▶ RECORDS:
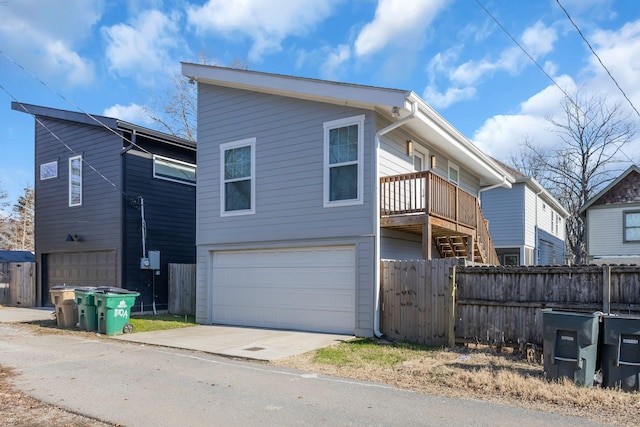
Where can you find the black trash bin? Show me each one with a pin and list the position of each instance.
(570, 345)
(621, 352)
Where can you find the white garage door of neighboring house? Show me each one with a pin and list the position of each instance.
(311, 289)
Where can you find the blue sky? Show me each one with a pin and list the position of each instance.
(113, 57)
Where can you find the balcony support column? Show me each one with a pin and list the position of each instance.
(470, 246)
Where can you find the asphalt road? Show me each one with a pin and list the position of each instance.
(141, 385)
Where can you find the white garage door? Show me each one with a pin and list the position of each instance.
(310, 289)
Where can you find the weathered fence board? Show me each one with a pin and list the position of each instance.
(502, 305)
(417, 301)
(182, 289)
(17, 284)
(495, 305)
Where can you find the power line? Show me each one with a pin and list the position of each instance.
(64, 143)
(69, 102)
(567, 96)
(598, 57)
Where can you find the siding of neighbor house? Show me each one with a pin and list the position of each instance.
(97, 220)
(505, 210)
(289, 172)
(605, 232)
(170, 223)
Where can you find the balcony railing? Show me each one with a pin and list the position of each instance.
(429, 194)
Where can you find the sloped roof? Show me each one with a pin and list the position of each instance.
(102, 121)
(427, 123)
(631, 195)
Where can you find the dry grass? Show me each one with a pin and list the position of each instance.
(481, 373)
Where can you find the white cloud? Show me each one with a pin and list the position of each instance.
(143, 48)
(451, 96)
(538, 40)
(335, 60)
(43, 36)
(620, 52)
(395, 23)
(132, 113)
(267, 23)
(502, 135)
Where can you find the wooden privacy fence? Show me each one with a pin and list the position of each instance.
(502, 305)
(439, 302)
(18, 284)
(417, 301)
(182, 289)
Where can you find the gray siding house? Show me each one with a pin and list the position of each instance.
(304, 185)
(613, 221)
(526, 223)
(94, 178)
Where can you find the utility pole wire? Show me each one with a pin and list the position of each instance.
(598, 57)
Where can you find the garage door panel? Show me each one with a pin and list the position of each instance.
(308, 289)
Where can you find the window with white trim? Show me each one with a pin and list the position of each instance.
(75, 181)
(631, 222)
(237, 177)
(174, 170)
(454, 173)
(343, 161)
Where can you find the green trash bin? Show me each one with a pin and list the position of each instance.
(621, 352)
(570, 345)
(87, 314)
(63, 299)
(113, 306)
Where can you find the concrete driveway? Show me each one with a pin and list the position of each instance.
(233, 341)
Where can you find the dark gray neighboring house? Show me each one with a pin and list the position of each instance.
(94, 179)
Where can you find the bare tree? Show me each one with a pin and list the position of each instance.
(176, 111)
(591, 133)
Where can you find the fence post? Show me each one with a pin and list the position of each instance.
(606, 289)
(451, 334)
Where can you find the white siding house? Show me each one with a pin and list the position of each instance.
(613, 221)
(290, 227)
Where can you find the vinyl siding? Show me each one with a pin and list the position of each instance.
(289, 168)
(605, 231)
(289, 174)
(505, 210)
(97, 221)
(170, 224)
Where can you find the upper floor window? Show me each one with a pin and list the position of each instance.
(237, 181)
(631, 226)
(75, 181)
(174, 170)
(343, 161)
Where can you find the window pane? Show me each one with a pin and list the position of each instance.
(237, 163)
(343, 182)
(237, 195)
(343, 144)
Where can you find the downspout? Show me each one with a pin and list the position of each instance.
(536, 235)
(376, 219)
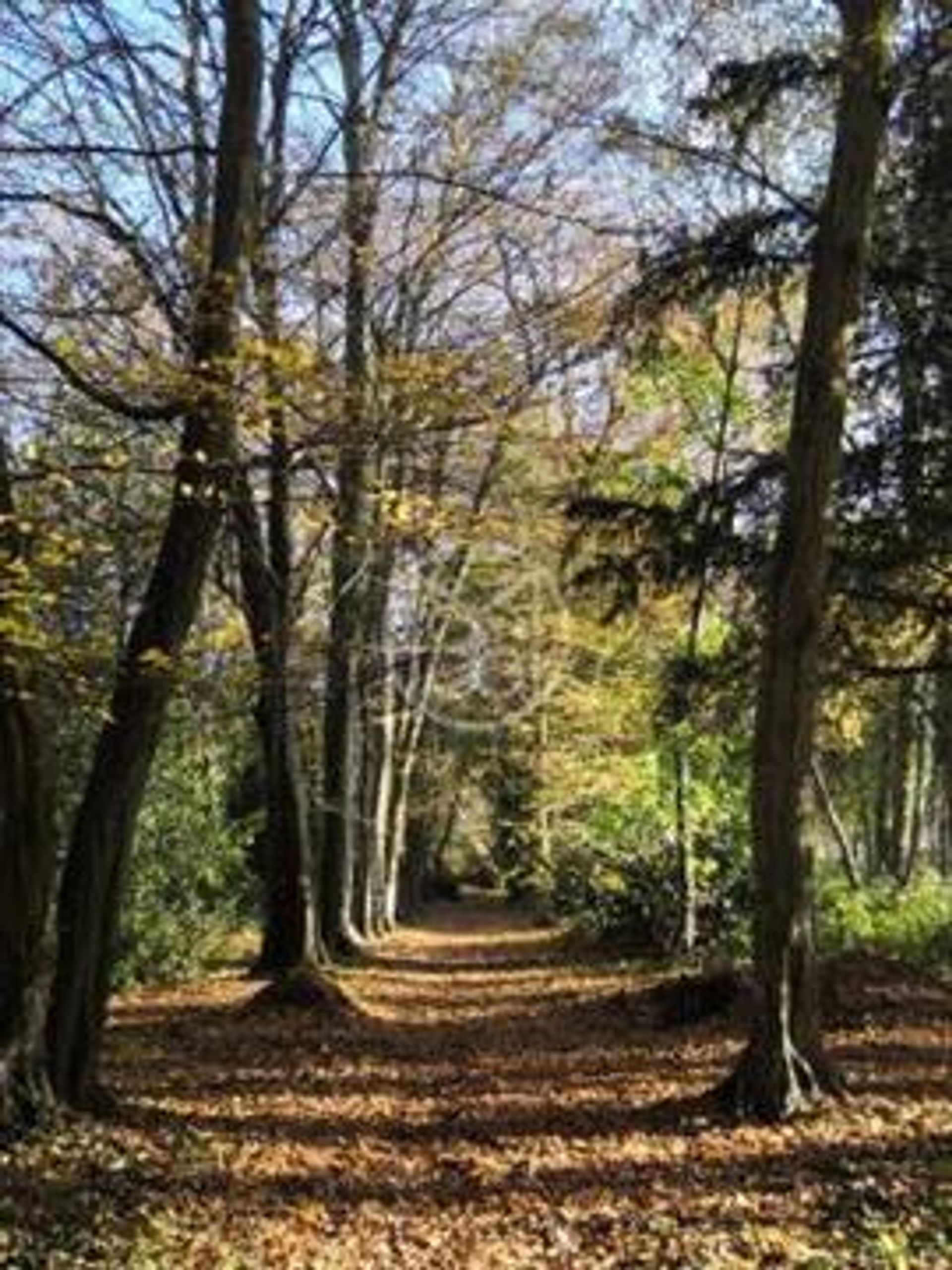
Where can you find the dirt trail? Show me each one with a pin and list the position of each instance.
(492, 1105)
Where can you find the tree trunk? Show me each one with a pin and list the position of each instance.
(782, 1069)
(290, 935)
(27, 863)
(101, 845)
(342, 798)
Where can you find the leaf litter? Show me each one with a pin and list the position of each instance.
(490, 1099)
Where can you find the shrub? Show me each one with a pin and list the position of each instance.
(913, 922)
(189, 882)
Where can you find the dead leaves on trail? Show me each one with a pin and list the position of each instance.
(486, 1104)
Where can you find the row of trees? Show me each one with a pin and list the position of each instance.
(380, 323)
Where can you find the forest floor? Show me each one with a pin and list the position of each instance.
(493, 1101)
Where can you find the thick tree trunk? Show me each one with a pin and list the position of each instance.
(97, 864)
(290, 935)
(782, 1069)
(27, 864)
(267, 568)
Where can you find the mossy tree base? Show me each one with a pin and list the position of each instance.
(306, 987)
(777, 1082)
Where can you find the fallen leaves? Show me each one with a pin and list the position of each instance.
(486, 1104)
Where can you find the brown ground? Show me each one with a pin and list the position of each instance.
(493, 1104)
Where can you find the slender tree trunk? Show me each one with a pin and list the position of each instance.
(847, 854)
(783, 1069)
(350, 556)
(27, 861)
(94, 878)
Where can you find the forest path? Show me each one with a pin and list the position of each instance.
(493, 1103)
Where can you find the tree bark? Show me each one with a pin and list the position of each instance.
(27, 861)
(97, 864)
(290, 937)
(350, 557)
(783, 1069)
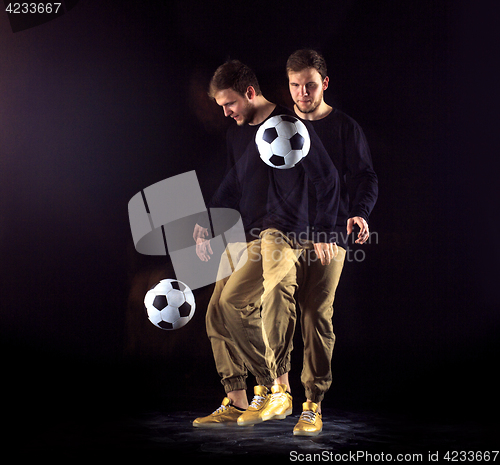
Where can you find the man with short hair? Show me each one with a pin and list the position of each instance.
(255, 305)
(346, 144)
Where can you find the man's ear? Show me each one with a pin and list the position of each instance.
(250, 93)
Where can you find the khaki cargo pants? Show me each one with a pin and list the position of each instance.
(251, 316)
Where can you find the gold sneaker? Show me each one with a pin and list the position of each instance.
(252, 415)
(310, 422)
(280, 404)
(226, 415)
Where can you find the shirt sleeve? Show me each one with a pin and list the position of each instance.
(361, 179)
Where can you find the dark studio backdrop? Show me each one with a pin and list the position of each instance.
(110, 98)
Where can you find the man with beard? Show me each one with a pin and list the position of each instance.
(254, 306)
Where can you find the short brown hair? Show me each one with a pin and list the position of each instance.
(233, 75)
(306, 58)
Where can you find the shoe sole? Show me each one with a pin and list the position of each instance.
(278, 417)
(215, 425)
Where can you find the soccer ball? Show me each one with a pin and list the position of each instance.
(282, 141)
(169, 304)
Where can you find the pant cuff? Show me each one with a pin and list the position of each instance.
(234, 384)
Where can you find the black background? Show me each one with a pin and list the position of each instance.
(111, 97)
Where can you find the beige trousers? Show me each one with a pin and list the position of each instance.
(251, 316)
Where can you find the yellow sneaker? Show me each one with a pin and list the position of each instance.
(252, 415)
(226, 415)
(310, 422)
(279, 405)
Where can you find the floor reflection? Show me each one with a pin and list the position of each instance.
(164, 433)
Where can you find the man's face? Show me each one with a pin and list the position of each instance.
(239, 107)
(306, 89)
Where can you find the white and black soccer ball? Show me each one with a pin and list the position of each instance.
(283, 141)
(170, 304)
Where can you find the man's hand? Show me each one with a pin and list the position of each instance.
(326, 251)
(203, 248)
(364, 231)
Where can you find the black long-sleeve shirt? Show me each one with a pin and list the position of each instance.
(346, 144)
(268, 197)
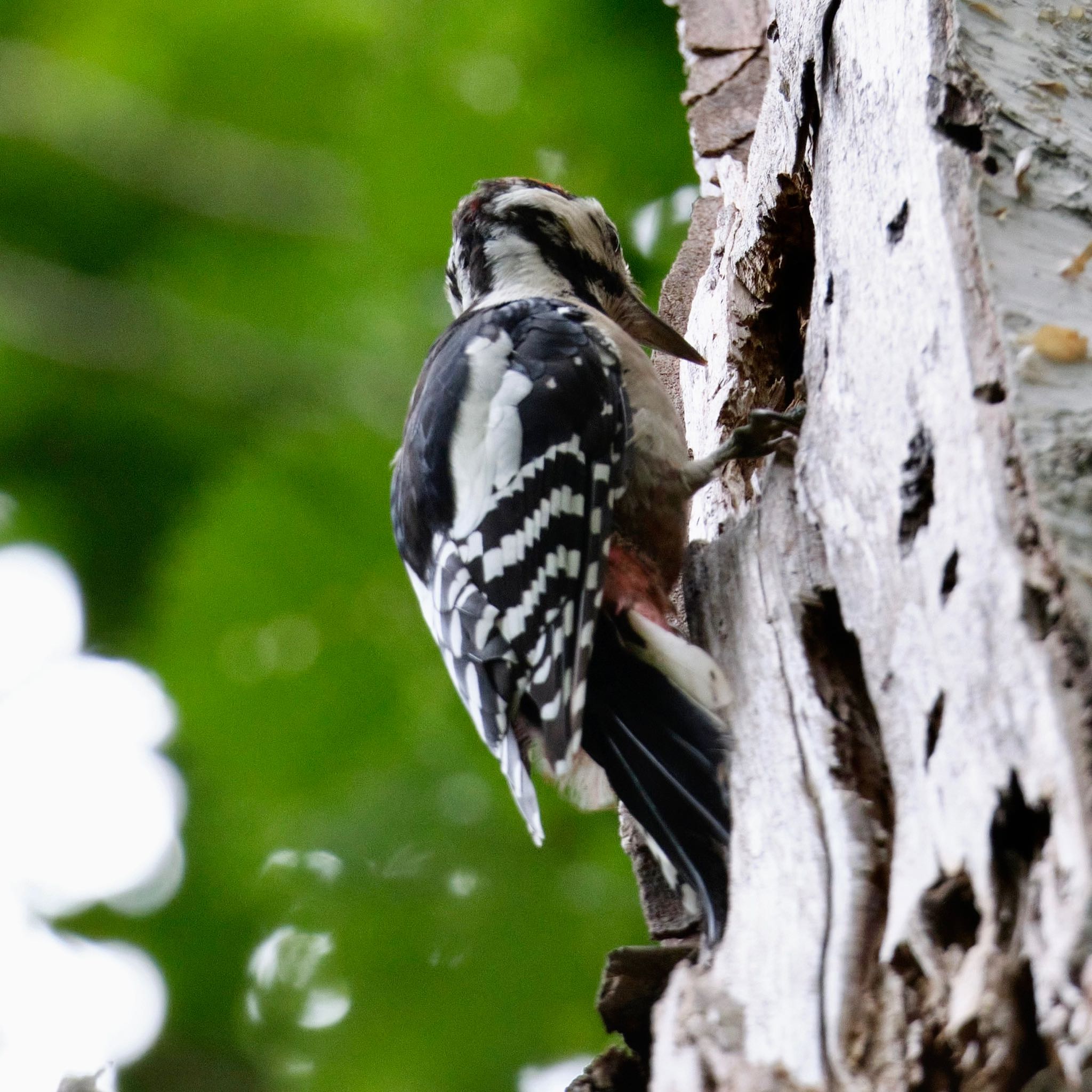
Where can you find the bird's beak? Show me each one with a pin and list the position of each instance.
(649, 329)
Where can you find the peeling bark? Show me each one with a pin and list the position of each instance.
(896, 198)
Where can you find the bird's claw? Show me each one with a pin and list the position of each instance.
(766, 431)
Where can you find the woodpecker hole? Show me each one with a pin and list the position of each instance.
(833, 656)
(950, 914)
(898, 225)
(958, 113)
(933, 726)
(917, 488)
(1038, 611)
(992, 392)
(827, 33)
(950, 576)
(1017, 836)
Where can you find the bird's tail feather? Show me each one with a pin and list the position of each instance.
(647, 723)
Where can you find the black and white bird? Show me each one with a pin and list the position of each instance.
(540, 503)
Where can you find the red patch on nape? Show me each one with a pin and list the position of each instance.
(632, 583)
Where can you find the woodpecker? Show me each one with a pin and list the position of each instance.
(540, 503)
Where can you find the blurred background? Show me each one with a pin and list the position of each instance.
(249, 840)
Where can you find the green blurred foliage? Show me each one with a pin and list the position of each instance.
(223, 226)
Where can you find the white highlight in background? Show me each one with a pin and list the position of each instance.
(553, 1078)
(89, 812)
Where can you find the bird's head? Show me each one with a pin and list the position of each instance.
(517, 237)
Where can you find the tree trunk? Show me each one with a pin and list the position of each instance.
(892, 190)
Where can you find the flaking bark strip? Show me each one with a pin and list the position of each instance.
(834, 660)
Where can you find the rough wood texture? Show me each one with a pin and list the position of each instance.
(893, 189)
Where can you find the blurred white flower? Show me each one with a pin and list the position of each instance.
(90, 812)
(553, 1078)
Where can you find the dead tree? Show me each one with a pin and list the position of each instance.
(896, 213)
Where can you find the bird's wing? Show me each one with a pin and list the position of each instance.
(511, 462)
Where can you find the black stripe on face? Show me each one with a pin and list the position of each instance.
(470, 225)
(452, 281)
(552, 238)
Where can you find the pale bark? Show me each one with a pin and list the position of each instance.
(903, 611)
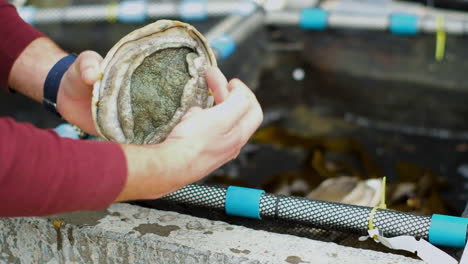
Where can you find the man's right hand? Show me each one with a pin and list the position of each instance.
(204, 140)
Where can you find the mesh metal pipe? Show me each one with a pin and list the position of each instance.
(313, 213)
(427, 23)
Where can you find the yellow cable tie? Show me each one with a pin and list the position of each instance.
(112, 10)
(440, 38)
(382, 205)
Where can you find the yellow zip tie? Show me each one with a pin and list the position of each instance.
(382, 205)
(440, 38)
(112, 11)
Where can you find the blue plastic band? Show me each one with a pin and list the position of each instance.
(132, 11)
(246, 8)
(449, 231)
(52, 83)
(193, 10)
(404, 24)
(67, 130)
(28, 14)
(224, 44)
(313, 18)
(243, 202)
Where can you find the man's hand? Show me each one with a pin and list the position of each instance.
(30, 70)
(204, 140)
(76, 88)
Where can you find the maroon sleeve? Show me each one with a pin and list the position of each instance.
(15, 36)
(41, 173)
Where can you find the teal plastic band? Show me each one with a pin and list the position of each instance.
(28, 14)
(246, 8)
(224, 44)
(449, 231)
(313, 18)
(404, 24)
(243, 202)
(193, 10)
(132, 11)
(67, 130)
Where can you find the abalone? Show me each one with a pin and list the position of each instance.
(151, 78)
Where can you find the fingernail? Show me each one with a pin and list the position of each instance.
(91, 74)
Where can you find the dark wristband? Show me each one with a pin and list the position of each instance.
(52, 83)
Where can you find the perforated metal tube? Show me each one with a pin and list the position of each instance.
(313, 213)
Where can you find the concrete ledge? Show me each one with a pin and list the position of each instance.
(131, 234)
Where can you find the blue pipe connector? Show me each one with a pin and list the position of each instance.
(313, 18)
(449, 231)
(404, 24)
(243, 202)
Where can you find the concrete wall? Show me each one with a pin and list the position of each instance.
(131, 234)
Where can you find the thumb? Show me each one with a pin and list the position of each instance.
(87, 67)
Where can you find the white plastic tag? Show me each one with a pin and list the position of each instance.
(425, 250)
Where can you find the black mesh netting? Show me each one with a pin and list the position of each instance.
(305, 217)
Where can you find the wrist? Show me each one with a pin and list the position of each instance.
(148, 172)
(53, 82)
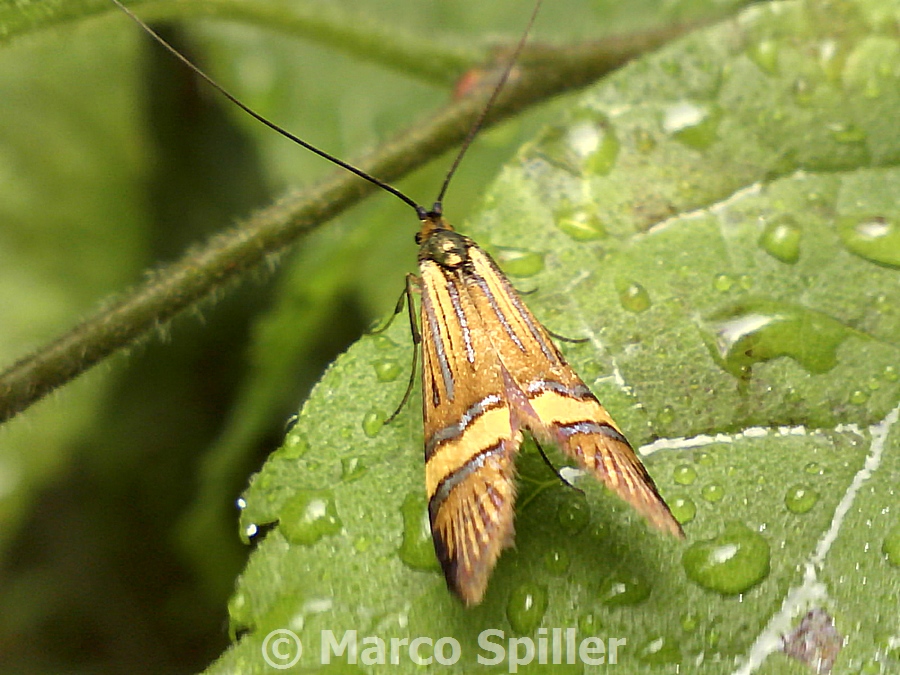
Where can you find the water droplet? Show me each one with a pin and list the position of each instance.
(580, 224)
(352, 469)
(623, 589)
(713, 493)
(248, 532)
(800, 499)
(684, 474)
(729, 564)
(573, 514)
(765, 55)
(309, 516)
(633, 296)
(891, 546)
(586, 145)
(873, 238)
(814, 469)
(695, 126)
(589, 624)
(387, 370)
(526, 607)
(294, 447)
(858, 397)
(556, 561)
(660, 651)
(705, 459)
(517, 262)
(417, 548)
(781, 239)
(290, 423)
(372, 423)
(666, 415)
(723, 282)
(240, 613)
(683, 509)
(761, 330)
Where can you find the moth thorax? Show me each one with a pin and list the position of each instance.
(445, 247)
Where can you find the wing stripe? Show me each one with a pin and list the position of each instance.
(485, 431)
(512, 300)
(438, 341)
(579, 391)
(590, 427)
(454, 478)
(501, 317)
(453, 292)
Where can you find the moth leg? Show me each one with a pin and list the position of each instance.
(553, 468)
(397, 309)
(411, 281)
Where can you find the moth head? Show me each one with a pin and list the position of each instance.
(432, 221)
(447, 248)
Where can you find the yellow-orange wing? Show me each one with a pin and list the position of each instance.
(470, 439)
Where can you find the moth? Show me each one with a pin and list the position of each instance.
(490, 372)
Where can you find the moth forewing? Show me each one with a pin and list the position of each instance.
(490, 371)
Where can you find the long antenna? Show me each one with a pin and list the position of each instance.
(487, 108)
(247, 109)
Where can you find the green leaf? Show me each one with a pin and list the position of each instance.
(707, 218)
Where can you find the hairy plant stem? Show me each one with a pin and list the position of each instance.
(213, 268)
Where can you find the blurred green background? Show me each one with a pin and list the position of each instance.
(118, 542)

▶ WHAT TO DO:
Print the line containing "Where can you find the moth leg?" and every line after it to the end of the records above, exactly as written, and nothing else.

▶ ANSWER TO THIS TASK:
Where can you find the moth leg? Show me each one with a pin and list the position of each instance.
(553, 468)
(397, 309)
(411, 281)
Where can you find the moth head? Show me each one with a pin and list the position of each instance.
(432, 221)
(447, 248)
Where can you find the yellow-orange wing? Show me each one with a pin and list the position of each instance.
(470, 439)
Where can you find the moth? Show me each one with a pin and list the position of each instance.
(490, 372)
Where can you find the moth forewing? Show me each one with a pin and list the position of each instance.
(490, 371)
Where can you find the long antenna? Show me each one with a pin and list the position of each instance.
(487, 108)
(247, 109)
Where can you find the green leaf? Show me each one with a pin and list the position of each instance.
(707, 218)
Where can you find the hairy plant stem? Show me each one with a pin and list the position of each instance.
(213, 268)
Where can you find the blurred green background? Show me each one with a pin and list the position of each instance.
(118, 542)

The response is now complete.